- [Data section]
──────────────────────────────
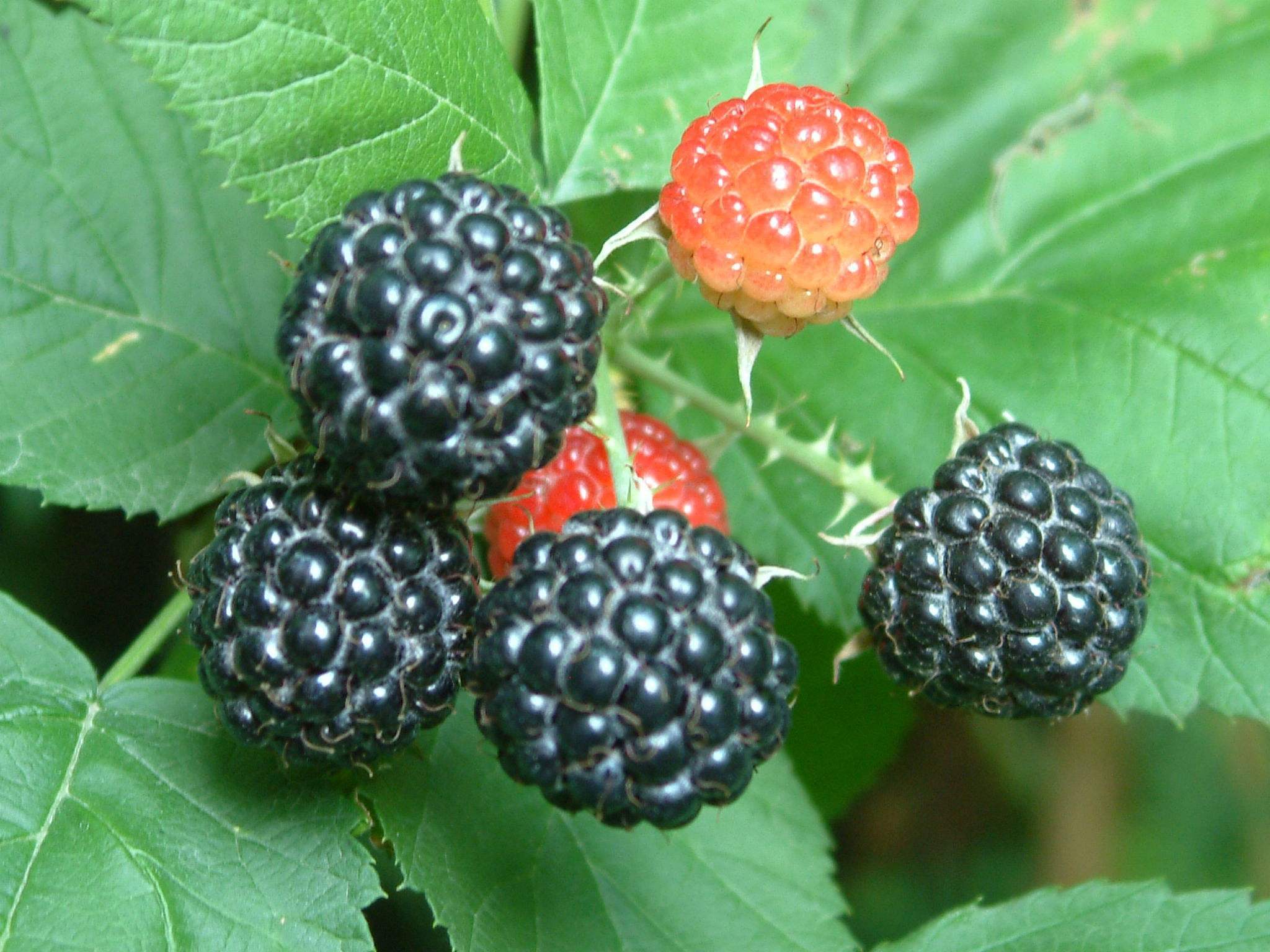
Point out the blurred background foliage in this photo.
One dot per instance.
(961, 808)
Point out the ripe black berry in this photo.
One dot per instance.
(1016, 586)
(441, 337)
(628, 667)
(329, 622)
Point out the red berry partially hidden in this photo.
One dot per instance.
(579, 479)
(786, 206)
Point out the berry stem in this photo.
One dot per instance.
(858, 480)
(149, 641)
(609, 423)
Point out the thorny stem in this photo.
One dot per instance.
(858, 480)
(149, 641)
(609, 421)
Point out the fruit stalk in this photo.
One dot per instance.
(858, 480)
(607, 420)
(149, 641)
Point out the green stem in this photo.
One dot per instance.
(609, 421)
(149, 641)
(858, 480)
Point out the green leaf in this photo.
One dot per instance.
(505, 870)
(846, 730)
(623, 77)
(130, 821)
(1118, 301)
(314, 103)
(1101, 917)
(138, 296)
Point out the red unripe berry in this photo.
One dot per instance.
(579, 479)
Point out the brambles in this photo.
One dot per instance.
(786, 206)
(329, 622)
(1015, 587)
(579, 479)
(441, 337)
(628, 667)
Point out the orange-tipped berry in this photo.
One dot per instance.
(786, 206)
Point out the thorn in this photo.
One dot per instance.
(748, 343)
(858, 330)
(756, 69)
(643, 493)
(647, 225)
(714, 447)
(766, 573)
(963, 427)
(456, 152)
(859, 537)
(248, 479)
(611, 287)
(825, 443)
(288, 267)
(281, 448)
(856, 645)
(850, 500)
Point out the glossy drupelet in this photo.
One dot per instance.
(329, 624)
(1015, 587)
(579, 479)
(786, 206)
(441, 337)
(628, 667)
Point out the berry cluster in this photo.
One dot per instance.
(329, 621)
(628, 666)
(1016, 586)
(441, 337)
(786, 206)
(579, 479)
──────────────────────────────
- [Task requirements] Write out every line of the entries above as a numbered list, skipping blank lines and leaving out the pictures.

- [Result of this task]
1. Point out the blurred background foliage in this photo.
2. One dot per instance.
3. (961, 808)
4. Point out the ripe black berry in this photo.
5. One dot per instance.
6. (1016, 586)
7. (441, 337)
8. (628, 667)
9. (329, 622)
10. Point out the red berry partially hidden in this photo.
11. One dot per instance.
12. (579, 479)
13. (786, 206)
14. Point out the berry stem in this photo.
15. One dot per instance.
16. (858, 480)
17. (149, 641)
18. (609, 423)
19. Point out the thorny stem in this photo.
20. One dot per instance.
21. (858, 480)
22. (149, 641)
23. (609, 421)
24. Point out the fruit stalk in this photo.
25. One dot per instance.
26. (858, 480)
27. (607, 420)
28. (149, 641)
29. Point out the green stem in this photo.
30. One dot per instance.
31. (609, 421)
32. (149, 641)
33. (858, 480)
34. Point out the green leaf in this photo.
35. One dot per instance.
36. (505, 870)
37. (846, 730)
38. (623, 77)
39. (130, 821)
40. (1118, 301)
41. (314, 103)
42. (1101, 917)
43. (138, 296)
44. Point out the red unripe berry in this photo.
45. One dot per instance.
46. (579, 479)
47. Point out the brambles in this photo.
48. One dot per instance.
49. (786, 206)
50. (329, 622)
51. (1015, 587)
52. (579, 479)
53. (441, 337)
54. (628, 667)
55. Point out the orange-tipped berry in this photo.
56. One dot per instance.
57. (786, 206)
58. Point out the thorn in this photo.
59. One dot per instance.
60. (748, 343)
61. (858, 330)
62. (756, 69)
63. (643, 493)
64. (647, 225)
65. (714, 447)
66. (766, 573)
67. (963, 427)
68. (456, 152)
69. (859, 537)
70. (248, 479)
71. (611, 287)
72. (825, 443)
73. (288, 267)
74. (281, 448)
75. (856, 645)
76. (850, 500)
77. Point out the glossy drupelet in this photo.
78. One dot per instance.
79. (329, 624)
80. (1015, 587)
81. (579, 479)
82. (786, 206)
83. (441, 337)
84. (628, 667)
85. Point out the berry cluster in this photo.
86. One dot per instance.
87. (329, 621)
88. (628, 666)
89. (1016, 586)
90. (441, 337)
91. (786, 206)
92. (579, 479)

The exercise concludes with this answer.